> [Texto de leitura]:

┄┄┄┄┄┄┄┄┄┄┄┄┄┄┄┄┄┄┄┄

O clima seco, que tem provocado incêndios em plantações de cana-de-açúcar do Brasil, ameaça reduzir a safra do próximo ano no maior produtor mundial da commodity.
Imagens de canaviais em chamas na principal área de cultivo do Brasil têm circulado entre tradings, corretores e analistas, e alguns já esperam uma safra menor no próximo ano. O efeito dos incêndios, juntamente com o clima seco que afeta o desenvolvimento da cana, pode reduzir a produção de açúcar em 2,8 milhões de toneladas em 2021, disse o sócio da Archer Consulting, Arnaldo Luiz Corrêa.
As áreas de cultivo dos estados de São Paulo, Minas Gerais, Goiás e Mato Grosso do Sul registraram apenas de 5% a 25% das chuvas normais nos últimos meses, o que deixou as lavouras “extremamente secas”, disse o meteorologista agrícola sênior Donald Keeney, da Maxar, em Gaithersburg, Maryland. O fenômeno climático La Niña pode prolongar ainda mais a seca e ameaçar a colheita que começa em abril.

┄┄┄┄┄┄┄┄┄┄┄┄┄┄┄┄┄┄┄┄

> [Extrato de registros]:
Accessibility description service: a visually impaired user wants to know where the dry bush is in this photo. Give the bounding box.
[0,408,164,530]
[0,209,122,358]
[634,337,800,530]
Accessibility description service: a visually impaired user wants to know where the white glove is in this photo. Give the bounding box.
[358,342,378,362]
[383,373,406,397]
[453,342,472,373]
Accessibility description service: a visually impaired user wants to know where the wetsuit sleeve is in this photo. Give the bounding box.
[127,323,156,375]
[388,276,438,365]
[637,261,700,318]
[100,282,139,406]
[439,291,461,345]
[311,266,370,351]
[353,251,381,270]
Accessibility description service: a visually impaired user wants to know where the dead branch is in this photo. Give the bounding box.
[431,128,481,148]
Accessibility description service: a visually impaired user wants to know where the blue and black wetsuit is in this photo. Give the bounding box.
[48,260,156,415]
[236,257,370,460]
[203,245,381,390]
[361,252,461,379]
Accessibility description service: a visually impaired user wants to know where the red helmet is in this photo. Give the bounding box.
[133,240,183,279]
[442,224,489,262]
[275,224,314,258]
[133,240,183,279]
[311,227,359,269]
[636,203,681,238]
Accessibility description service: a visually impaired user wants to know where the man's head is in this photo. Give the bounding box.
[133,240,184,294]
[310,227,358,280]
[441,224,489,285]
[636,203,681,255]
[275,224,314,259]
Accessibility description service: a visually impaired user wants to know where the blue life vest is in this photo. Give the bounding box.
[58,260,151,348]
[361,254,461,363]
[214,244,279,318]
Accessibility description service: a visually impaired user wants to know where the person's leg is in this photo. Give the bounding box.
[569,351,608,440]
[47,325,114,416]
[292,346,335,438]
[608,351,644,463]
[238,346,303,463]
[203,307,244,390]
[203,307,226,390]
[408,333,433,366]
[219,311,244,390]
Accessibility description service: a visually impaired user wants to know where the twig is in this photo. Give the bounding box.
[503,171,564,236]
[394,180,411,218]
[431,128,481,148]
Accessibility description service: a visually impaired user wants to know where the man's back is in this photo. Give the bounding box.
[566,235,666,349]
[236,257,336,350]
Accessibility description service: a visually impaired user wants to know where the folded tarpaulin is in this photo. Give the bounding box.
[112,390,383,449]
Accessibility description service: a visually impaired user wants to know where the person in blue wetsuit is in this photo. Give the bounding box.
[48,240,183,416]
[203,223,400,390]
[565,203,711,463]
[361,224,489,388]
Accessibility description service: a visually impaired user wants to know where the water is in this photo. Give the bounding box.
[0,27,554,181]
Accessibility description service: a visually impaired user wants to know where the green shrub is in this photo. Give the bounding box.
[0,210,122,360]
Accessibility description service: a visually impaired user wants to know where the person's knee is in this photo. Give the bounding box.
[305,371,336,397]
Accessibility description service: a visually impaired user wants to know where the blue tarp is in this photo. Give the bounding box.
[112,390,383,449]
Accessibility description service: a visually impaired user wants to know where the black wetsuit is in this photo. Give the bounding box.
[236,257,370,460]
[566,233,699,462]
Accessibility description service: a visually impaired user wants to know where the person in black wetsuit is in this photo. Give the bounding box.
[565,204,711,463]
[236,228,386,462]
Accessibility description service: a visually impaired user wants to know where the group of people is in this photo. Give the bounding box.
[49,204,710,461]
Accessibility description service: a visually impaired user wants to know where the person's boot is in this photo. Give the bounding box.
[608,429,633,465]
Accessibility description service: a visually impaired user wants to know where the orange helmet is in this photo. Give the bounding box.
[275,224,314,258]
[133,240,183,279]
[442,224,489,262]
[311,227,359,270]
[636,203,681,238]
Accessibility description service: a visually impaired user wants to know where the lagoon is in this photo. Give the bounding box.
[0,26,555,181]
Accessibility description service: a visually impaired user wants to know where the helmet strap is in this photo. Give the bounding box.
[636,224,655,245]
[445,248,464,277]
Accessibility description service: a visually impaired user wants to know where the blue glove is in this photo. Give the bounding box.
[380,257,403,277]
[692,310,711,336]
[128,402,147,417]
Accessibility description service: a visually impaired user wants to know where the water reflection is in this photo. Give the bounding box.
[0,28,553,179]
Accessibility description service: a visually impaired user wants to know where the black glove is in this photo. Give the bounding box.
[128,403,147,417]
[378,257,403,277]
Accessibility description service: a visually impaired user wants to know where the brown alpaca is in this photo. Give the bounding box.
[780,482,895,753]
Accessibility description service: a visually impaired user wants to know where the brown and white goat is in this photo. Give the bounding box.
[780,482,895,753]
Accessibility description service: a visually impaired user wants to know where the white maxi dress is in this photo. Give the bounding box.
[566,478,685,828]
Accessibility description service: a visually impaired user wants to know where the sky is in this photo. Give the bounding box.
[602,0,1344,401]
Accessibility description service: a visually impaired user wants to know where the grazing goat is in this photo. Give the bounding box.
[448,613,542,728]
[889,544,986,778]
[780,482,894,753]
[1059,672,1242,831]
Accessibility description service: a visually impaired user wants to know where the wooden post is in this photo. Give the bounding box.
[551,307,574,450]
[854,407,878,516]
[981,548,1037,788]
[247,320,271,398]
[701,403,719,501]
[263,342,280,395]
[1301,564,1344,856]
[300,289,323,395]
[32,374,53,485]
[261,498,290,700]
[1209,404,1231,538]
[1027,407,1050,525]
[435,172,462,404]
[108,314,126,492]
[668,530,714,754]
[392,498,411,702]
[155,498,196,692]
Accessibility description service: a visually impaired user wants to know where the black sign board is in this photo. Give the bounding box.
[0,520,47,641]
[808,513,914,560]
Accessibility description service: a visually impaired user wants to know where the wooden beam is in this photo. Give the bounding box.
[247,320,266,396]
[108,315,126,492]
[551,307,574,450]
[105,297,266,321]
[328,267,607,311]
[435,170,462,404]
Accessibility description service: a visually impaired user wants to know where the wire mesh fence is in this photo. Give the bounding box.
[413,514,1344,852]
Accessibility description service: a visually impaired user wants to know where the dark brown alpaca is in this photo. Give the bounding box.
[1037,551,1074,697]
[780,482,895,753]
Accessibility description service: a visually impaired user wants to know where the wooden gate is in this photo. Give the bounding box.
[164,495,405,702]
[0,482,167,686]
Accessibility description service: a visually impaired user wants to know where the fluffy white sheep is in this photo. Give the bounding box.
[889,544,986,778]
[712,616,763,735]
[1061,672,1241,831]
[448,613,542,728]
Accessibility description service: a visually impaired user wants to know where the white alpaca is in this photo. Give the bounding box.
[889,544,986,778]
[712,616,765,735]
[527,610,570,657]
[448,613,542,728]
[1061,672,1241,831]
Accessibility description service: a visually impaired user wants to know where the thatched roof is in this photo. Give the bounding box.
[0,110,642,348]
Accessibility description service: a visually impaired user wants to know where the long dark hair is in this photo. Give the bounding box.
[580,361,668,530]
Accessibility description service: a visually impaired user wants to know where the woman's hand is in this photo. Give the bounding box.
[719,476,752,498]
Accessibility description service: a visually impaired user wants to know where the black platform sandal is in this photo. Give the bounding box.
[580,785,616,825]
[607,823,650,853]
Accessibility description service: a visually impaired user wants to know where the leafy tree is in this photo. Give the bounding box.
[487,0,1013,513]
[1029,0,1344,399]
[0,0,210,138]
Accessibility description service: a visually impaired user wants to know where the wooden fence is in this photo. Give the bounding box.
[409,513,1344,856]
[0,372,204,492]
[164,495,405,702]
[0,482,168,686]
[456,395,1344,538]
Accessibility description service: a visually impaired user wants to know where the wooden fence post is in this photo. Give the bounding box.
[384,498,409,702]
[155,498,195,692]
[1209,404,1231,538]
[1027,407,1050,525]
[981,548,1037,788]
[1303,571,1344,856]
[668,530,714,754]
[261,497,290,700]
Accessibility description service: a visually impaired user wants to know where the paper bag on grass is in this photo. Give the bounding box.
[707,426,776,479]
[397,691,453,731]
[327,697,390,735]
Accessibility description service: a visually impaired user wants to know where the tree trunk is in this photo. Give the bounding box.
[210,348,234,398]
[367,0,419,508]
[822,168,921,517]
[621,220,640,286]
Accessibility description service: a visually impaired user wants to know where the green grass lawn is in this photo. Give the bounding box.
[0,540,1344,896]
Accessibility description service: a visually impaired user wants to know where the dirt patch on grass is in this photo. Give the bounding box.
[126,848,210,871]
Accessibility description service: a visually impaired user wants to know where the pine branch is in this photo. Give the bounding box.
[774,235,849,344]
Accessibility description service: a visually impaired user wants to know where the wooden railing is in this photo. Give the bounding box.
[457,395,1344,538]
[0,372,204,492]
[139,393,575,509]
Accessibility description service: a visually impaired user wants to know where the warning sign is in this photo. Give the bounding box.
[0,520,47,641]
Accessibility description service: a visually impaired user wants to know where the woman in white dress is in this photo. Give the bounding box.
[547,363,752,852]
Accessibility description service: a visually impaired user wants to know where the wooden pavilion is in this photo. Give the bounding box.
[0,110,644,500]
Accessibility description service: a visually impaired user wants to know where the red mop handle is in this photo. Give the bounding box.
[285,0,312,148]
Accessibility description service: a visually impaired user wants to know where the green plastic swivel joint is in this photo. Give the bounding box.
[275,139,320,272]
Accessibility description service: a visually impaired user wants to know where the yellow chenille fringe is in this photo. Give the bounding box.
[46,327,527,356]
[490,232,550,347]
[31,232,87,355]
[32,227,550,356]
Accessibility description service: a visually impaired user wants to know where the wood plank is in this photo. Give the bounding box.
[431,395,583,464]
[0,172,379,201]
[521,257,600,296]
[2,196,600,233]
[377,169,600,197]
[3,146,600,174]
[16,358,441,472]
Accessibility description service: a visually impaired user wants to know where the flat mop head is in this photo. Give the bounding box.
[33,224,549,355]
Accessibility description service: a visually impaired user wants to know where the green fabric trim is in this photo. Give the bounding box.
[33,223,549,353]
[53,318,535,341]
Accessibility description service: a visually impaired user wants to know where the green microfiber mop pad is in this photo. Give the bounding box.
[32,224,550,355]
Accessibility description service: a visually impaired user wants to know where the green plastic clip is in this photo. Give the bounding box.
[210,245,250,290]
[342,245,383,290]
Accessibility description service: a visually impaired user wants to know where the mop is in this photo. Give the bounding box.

┄┄┄┄┄┄┄┄┄┄┄┄┄┄┄┄┄┄┄┄

> [Enunciado 1]:
Com base no texto sobre a seca nos canaviais brasileiros, responda:
(a) Em quanto a produção de açúcar pode ser reduzida em 2021, segundo Arnaldo Luiz Corrêa?
(b) Que proporção das chuvas normais as áreas de cultivo registraram nos últimos meses?
(c) Em que mês começa a colheita ameaçada pela seca?
> [Enunciado 2]:
Indique se cada afirmação abaixo está de acordo com o texto sobre a seca nos canaviais brasileiros, citando as palavras do texto que o comprovam.
(a) Minas Gerais está entre os estados cujas áreas de cultivo receberam chuvas abaixo do normal.
(b) Donald Keeney trabalha na Archer Consulting.
(c) O fenômeno La Niña pode abreviar a seca.
> [Enunciado 3]: Redija a continuação do texto sobre a seca nos canaviais brasileiros a partir do ponto em que ele termina.

> [Resposta 1]:
(a) Em 2,8 milhões de toneladas.
(b) Apenas de 5% a 25% das chuvas normais.
(c) Em abril.

> [Resposta 2]:
(a) Sim: "As áreas de cultivo dos estados de São Paulo, Minas Gerais, Goiás e Mato Grosso do Sul registraram apenas de 5% a 25% das chuvas normais nos últimos meses".
(b) Não: "disse o meteorologista agrícola sênior Donald Keeney, da Maxar".
(c) Não: "O fenômeno climático La Niña pode prolongar ainda mais a seca".

> [Resposta 3]:
“Sabemos que o La Niña historicamente traz clima seco para o Centro-Sul do Brasil”, disse a chefe de análise agrícola e biocombustíveis da S&P Global Platts, Patricia Luis-Manso, em entrevista na semana passada. “Essa é uma tendência histórica, nem todos os La Niñas significaram tempo seco, mas, se isso acontecer, pode ser um risco”.
Uma safra menor no Brasil poderia reduzir a oferta global e ajudar a determinar se o mercado terá superávit ou déficit na temporada 2020-21, que começa em outubro. Analistas já estão divididos sobre isso. A diferença de opiniões se apoia em quanto a pandemia reduzirá o consumo ou levará o Brasil a produzir açúcar, que é mais rentável, às custas do etanol.
Alguns agrônomos já esperam queda de 5% na safra de cana no próximo ano, enquanto várias usinas estimam que a colheita deste ano terminará antes do previsto, disse Corrêa, da Archer, em post no LinkedIn. A cana afetada ainda pode ser esmagada neste ano e, embora possa impactar a safra de 2021, ainda é muito cedo para fazer qualquer avaliação, disse Luis-Manso.
O La Niña deve se intensificar nos próximos meses e diminuir entre março e maio, disse Keeney. O fenômeno tende a durar de seis a oito meses, mas às vezes dura um ano. Ainda assim, nas últimas duas vezes que o fenômeno climático ocorreu – com força em 2010/11 e de forma mais amena em 2017/18 –, o Brasil perdeu pouca produção.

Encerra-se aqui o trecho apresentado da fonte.